- _WRITTEN EXERCISE_: Copy the items below word for word, all of them, and leave out the pictures.

- _DATA FOR THIS TASK_:
───

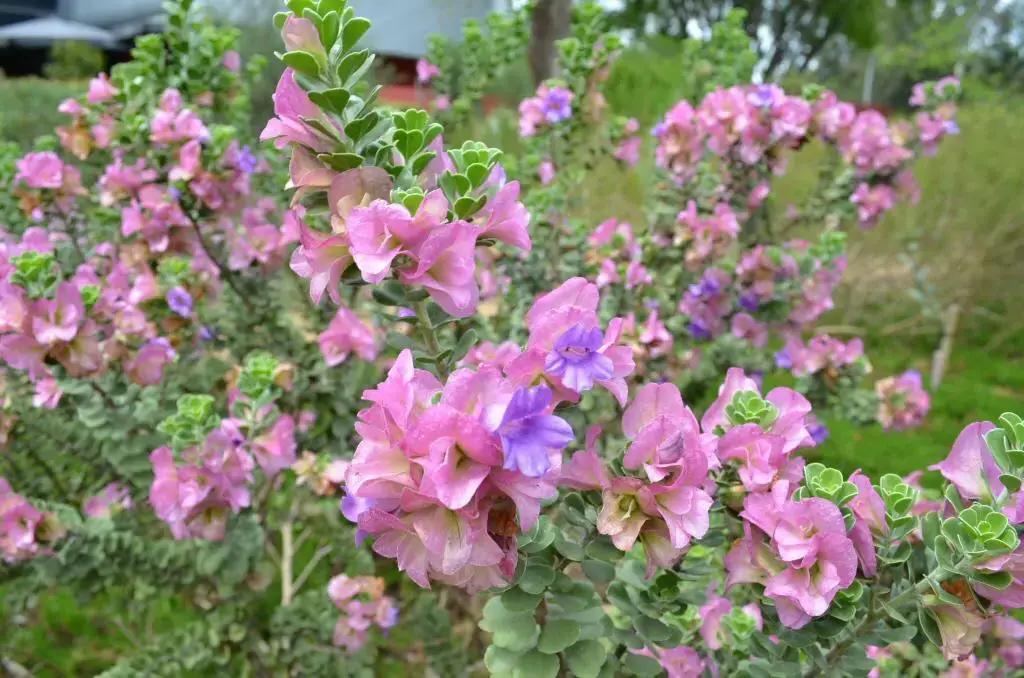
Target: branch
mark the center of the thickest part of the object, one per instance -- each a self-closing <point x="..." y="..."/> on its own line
<point x="322" y="553"/>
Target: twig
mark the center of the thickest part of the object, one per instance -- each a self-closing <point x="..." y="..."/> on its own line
<point x="287" y="553"/>
<point x="840" y="329"/>
<point x="940" y="361"/>
<point x="225" y="273"/>
<point x="322" y="553"/>
<point x="126" y="631"/>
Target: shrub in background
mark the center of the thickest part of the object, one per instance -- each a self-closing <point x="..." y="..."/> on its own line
<point x="665" y="542"/>
<point x="74" y="60"/>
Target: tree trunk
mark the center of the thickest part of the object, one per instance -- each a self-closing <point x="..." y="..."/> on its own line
<point x="550" y="22"/>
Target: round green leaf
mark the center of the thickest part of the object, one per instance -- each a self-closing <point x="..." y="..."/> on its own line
<point x="517" y="600"/>
<point x="652" y="630"/>
<point x="537" y="665"/>
<point x="642" y="666"/>
<point x="558" y="635"/>
<point x="586" y="659"/>
<point x="598" y="571"/>
<point x="499" y="660"/>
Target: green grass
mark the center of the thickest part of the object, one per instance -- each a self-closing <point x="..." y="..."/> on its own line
<point x="29" y="107"/>
<point x="978" y="385"/>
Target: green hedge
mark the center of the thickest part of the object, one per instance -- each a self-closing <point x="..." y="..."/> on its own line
<point x="29" y="107"/>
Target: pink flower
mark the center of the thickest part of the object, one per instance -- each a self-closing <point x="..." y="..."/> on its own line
<point x="100" y="89"/>
<point x="114" y="498"/>
<point x="376" y="232"/>
<point x="323" y="259"/>
<point x="291" y="104"/>
<point x="41" y="170"/>
<point x="346" y="334"/>
<point x="971" y="466"/>
<point x="655" y="335"/>
<point x="231" y="61"/>
<point x="811" y="536"/>
<point x="188" y="162"/>
<point x="445" y="266"/>
<point x="763" y="458"/>
<point x="146" y="368"/>
<point x="665" y="435"/>
<point x="425" y="71"/>
<point x="960" y="627"/>
<point x="546" y="173"/>
<point x="300" y="35"/>
<point x="681" y="662"/>
<point x="744" y="327"/>
<point x="903" y="403"/>
<point x="507" y="218"/>
<point x="793" y="410"/>
<point x="714" y="610"/>
<point x="1012" y="596"/>
<point x="47" y="393"/>
<point x="872" y="202"/>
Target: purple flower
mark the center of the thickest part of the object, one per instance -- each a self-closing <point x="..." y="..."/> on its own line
<point x="782" y="359"/>
<point x="557" y="104"/>
<point x="698" y="331"/>
<point x="576" y="359"/>
<point x="352" y="508"/>
<point x="528" y="434"/>
<point x="750" y="302"/>
<point x="246" y="161"/>
<point x="762" y="96"/>
<point x="818" y="431"/>
<point x="179" y="301"/>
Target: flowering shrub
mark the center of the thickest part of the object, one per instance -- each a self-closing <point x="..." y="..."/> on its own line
<point x="522" y="453"/>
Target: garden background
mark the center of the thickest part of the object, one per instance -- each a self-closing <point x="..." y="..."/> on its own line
<point x="937" y="282"/>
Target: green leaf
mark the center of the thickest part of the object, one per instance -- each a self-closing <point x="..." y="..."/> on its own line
<point x="537" y="578"/>
<point x="652" y="630"/>
<point x="334" y="100"/>
<point x="641" y="666"/>
<point x="353" y="31"/>
<point x="586" y="659"/>
<point x="400" y="341"/>
<point x="601" y="548"/>
<point x="352" y="66"/>
<point x="596" y="570"/>
<point x="570" y="550"/>
<point x="557" y="635"/>
<point x="517" y="600"/>
<point x="340" y="162"/>
<point x="518" y="636"/>
<point x="499" y="660"/>
<point x="930" y="627"/>
<point x="303" y="62"/>
<point x="997" y="581"/>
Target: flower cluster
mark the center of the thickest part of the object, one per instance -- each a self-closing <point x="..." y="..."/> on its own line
<point x="206" y="474"/>
<point x="820" y="353"/>
<point x="25" y="531"/>
<point x="552" y="104"/>
<point x="903" y="403"/>
<point x="107" y="311"/>
<point x="364" y="605"/>
<point x="614" y="245"/>
<point x="752" y="127"/>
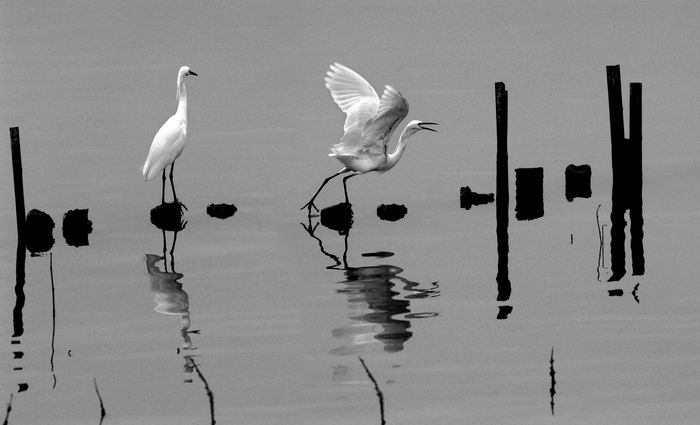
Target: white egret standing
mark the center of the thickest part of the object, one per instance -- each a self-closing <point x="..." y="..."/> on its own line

───

- _THE OUTPUT_:
Target: branch
mark the center of the thickest part of the object, one per instance -- each a self-closing <point x="..." y="..."/> on its own line
<point x="322" y="553"/>
Target: twig
mark the center of the thickest part of the object, one per instance -- each a self-closing <point x="..." y="..."/> on its own line
<point x="287" y="553"/>
<point x="840" y="329"/>
<point x="940" y="361"/>
<point x="225" y="273"/>
<point x="322" y="553"/>
<point x="126" y="631"/>
Target: shrub in background
mark the center of the thickest part of the object, one per instance -- each a self-closing <point x="..." y="..."/> on its own line
<point x="665" y="542"/>
<point x="74" y="60"/>
Target: tree trunk
mark the center of the thickest part of the object, one per instance -- each a self-closing <point x="..." y="..."/> on its own line
<point x="550" y="22"/>
Target: round green leaf
mark the center of the thickest part of the object, one per instance -- each a self-closing <point x="..." y="..."/> on its own line
<point x="517" y="600"/>
<point x="652" y="630"/>
<point x="537" y="665"/>
<point x="642" y="666"/>
<point x="558" y="635"/>
<point x="586" y="659"/>
<point x="598" y="571"/>
<point x="499" y="660"/>
Target: green grass
mark the center of the thickest part of the object, one per instance -- each a self-closing <point x="..." y="..."/> on its own line
<point x="29" y="107"/>
<point x="978" y="385"/>
Target: green hedge
mark the center of the thickest part of the object, one per instance -- each a self-closing <point x="..." y="..."/> on its own line
<point x="29" y="107"/>
Target: pink flower
mark the center of the thickest part of the object, one per instance -- each a self-closing <point x="..." y="..."/> on its own line
<point x="100" y="89"/>
<point x="114" y="498"/>
<point x="376" y="232"/>
<point x="323" y="259"/>
<point x="291" y="104"/>
<point x="41" y="170"/>
<point x="346" y="334"/>
<point x="971" y="466"/>
<point x="655" y="335"/>
<point x="231" y="61"/>
<point x="811" y="536"/>
<point x="188" y="162"/>
<point x="445" y="266"/>
<point x="763" y="458"/>
<point x="146" y="368"/>
<point x="665" y="435"/>
<point x="425" y="71"/>
<point x="960" y="627"/>
<point x="546" y="173"/>
<point x="300" y="35"/>
<point x="681" y="662"/>
<point x="744" y="327"/>
<point x="903" y="403"/>
<point x="507" y="218"/>
<point x="793" y="410"/>
<point x="714" y="610"/>
<point x="1012" y="596"/>
<point x="47" y="393"/>
<point x="872" y="202"/>
Target: purple flower
mark the center of the thickest part of the object, one per instance -- each a self-closing <point x="..." y="..."/> on its own line
<point x="782" y="359"/>
<point x="557" y="104"/>
<point x="698" y="331"/>
<point x="576" y="359"/>
<point x="352" y="508"/>
<point x="528" y="434"/>
<point x="750" y="302"/>
<point x="246" y="161"/>
<point x="762" y="96"/>
<point x="818" y="431"/>
<point x="179" y="301"/>
Target: flowering shrub
mark the center of the thickest part of the object, one per instance -- each a self-closing <point x="..." y="..."/> on its own line
<point x="522" y="453"/>
Target: garden background
mark the center of the thickest part of the object, one per instance -- each a self-closing <point x="..." y="..."/> on its own line
<point x="937" y="282"/>
Target: green leaf
mark the center of the thickest part of the object, one per instance -- each a self-closing <point x="..." y="..."/> on its own line
<point x="537" y="578"/>
<point x="652" y="630"/>
<point x="334" y="100"/>
<point x="641" y="666"/>
<point x="353" y="31"/>
<point x="586" y="659"/>
<point x="400" y="341"/>
<point x="601" y="548"/>
<point x="352" y="66"/>
<point x="596" y="570"/>
<point x="570" y="550"/>
<point x="557" y="635"/>
<point x="517" y="600"/>
<point x="340" y="162"/>
<point x="518" y="636"/>
<point x="499" y="660"/>
<point x="930" y="627"/>
<point x="303" y="62"/>
<point x="997" y="581"/>
Target: flower cluster
mark the center of the thickest part of the object, one per instance -- each a self-closing <point x="..." y="..."/> on its own line
<point x="206" y="474"/>
<point x="820" y="353"/>
<point x="25" y="531"/>
<point x="552" y="104"/>
<point x="903" y="403"/>
<point x="107" y="311"/>
<point x="364" y="605"/>
<point x="614" y="245"/>
<point x="752" y="127"/>
Target: white egret standing
mark the center of the thickest part of the object, one per instance -- each a self-closing <point x="..." y="..."/> on its own line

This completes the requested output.